Text passage: Begin

Opportunities to Use the EHR to Improve Quality and Safety

By using customer behavior data, the retail industry can predict if you are going to get married, divorced, have a child, go to college, or buy a home. They do this by identifying patterns. Yet, despite all the data at our disposal, we in health care cannot seem to recognize a negative health care trajectory (let alone what to do about one). Why? Because the technology we have focuses on disease, payer models, and standardized clinical protocols.

Health care has the opportunity to do something very different as we move into the future, but only if we change this mindset. We don’t need to do more work; we need to better analyze the work we already do.

For example, at Southcentral Foundation in Alaska, we analyze data from a patient-centric perspective. As the customers we serve move between different care settings (e.g., the ER, office practices, pharmacies, labs, mental health counseling, the hospital, etc.), our master index has unique identifiers for each of them that can help us identify patterns. We can link these patterns to measurable outcomes in cost, satisfaction, and visit types. Using this data, we can then attempt to create new models of risk prediction based on measurable events, like the amount of medication prescribed and dispensed, or admissions and readmissions to the hospital.

Text passage: End
Supplied entries: Begin

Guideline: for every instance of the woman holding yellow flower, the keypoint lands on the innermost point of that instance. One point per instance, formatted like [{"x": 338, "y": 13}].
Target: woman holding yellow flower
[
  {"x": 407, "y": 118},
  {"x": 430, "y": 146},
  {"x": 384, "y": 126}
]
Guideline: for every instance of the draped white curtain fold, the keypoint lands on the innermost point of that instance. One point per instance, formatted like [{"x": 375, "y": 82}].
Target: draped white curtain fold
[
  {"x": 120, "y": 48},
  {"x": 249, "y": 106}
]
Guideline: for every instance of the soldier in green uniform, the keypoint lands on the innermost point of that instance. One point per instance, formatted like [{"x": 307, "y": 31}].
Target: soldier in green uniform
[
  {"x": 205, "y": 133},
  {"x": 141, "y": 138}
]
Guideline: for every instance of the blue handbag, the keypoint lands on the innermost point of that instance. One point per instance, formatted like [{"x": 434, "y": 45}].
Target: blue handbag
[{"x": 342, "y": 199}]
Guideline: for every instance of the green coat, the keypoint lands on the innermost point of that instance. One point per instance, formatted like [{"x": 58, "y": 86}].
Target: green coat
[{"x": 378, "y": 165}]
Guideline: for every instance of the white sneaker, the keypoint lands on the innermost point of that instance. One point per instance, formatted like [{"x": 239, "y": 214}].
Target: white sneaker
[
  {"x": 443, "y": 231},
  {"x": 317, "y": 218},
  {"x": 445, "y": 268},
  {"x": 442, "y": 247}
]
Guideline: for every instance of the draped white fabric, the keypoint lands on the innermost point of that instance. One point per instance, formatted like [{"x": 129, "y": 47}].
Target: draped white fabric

Supplied entries: End
Supplied entries: Begin

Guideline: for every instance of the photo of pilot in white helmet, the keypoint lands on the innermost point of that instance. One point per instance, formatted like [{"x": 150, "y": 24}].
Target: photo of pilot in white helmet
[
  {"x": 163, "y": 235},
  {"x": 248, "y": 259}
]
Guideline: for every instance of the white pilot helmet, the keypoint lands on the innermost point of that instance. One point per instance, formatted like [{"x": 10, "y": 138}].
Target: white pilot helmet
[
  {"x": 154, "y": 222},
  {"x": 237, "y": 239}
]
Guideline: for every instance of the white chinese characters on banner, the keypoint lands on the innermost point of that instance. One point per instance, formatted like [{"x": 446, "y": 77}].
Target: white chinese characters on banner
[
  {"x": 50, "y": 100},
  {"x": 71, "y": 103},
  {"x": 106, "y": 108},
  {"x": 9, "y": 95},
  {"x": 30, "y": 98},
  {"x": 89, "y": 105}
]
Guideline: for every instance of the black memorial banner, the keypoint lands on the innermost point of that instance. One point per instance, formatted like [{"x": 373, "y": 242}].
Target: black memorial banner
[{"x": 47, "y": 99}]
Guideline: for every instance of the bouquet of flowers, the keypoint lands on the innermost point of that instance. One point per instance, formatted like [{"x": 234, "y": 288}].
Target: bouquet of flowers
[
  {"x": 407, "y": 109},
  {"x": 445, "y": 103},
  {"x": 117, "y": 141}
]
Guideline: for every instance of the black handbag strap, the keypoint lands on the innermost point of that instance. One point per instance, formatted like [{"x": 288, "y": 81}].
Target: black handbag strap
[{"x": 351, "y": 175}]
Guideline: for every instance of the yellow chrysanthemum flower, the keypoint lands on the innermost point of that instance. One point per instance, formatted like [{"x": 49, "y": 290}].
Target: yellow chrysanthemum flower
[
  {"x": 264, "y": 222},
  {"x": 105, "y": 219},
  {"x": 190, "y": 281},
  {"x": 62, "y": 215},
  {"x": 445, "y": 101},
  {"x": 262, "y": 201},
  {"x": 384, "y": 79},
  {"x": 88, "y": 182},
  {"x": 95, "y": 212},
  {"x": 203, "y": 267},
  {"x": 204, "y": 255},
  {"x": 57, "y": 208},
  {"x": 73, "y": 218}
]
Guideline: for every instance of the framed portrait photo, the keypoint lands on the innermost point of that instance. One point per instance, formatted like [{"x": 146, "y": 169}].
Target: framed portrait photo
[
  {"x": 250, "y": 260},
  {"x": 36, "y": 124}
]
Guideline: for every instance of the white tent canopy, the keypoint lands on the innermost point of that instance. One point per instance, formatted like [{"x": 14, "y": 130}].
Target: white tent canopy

Supplied entries: End
Supplied entries: Begin

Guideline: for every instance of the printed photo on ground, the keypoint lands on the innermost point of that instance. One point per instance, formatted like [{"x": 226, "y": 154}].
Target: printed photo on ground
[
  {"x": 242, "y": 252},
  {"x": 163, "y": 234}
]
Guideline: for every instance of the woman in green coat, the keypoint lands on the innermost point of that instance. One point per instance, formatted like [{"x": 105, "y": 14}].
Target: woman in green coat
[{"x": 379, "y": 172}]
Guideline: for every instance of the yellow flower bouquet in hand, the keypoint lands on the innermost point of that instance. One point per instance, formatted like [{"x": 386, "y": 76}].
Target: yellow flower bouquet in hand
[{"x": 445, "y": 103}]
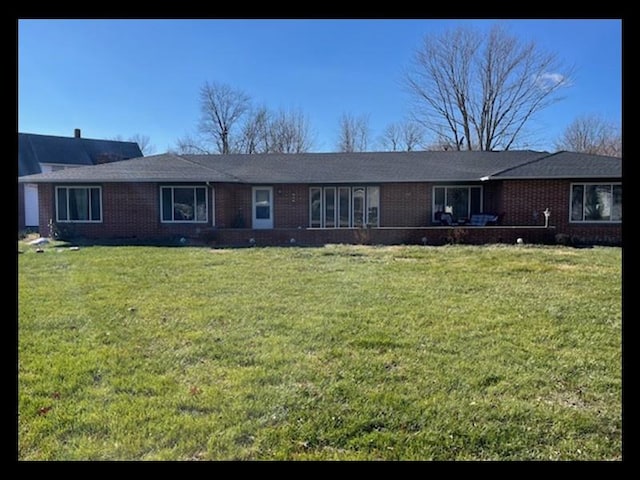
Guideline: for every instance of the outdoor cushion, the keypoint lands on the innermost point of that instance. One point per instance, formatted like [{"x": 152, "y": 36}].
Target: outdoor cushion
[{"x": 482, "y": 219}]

Supplied entries: End

▸ **What to do**:
**a.** In the passage on using the EHR to improve quality and safety, which state is Southcentral Foundation in?
**b.** Write the next part of the passage on using the EHR to improve quality and safety, picking up after its last sentence.

▸ **Written responses**:
**a.** Alaska.

**b.**
Imagine looking at the data on the collective behavior of the clinicians in your entire organization and directly comparing this to clinical costs and outcomes of the people you serve. Health care is not about the organizations and people that provide care — it’s about the patients — and thus we need to start working more as one health care team, instead of dividing ourselves into specialists, acute care, primary care, etc.

The Risk of Retrofitting

As we create new EHR systems, the struggle will be to avoid the temptation to “copy and paste” the old world into the new one. Simply moving the same practices developed for paper-based records into an electronic records platform would be a failure of such magnitude that it would take years to undo.

Think of it like spending $300,000 on the latest technology for a home theater system and connecting it to a VHS player. This is not what we want or need.

Until the health care industry can be truly patient-centric — that is, focused on the people we serve and not on making money — we are not going to change.

While there is risk in all new organizational behavior, there is also risk in avoiding change. In the rapidly evolving health care environment, staying the same creates more risk than it avoids.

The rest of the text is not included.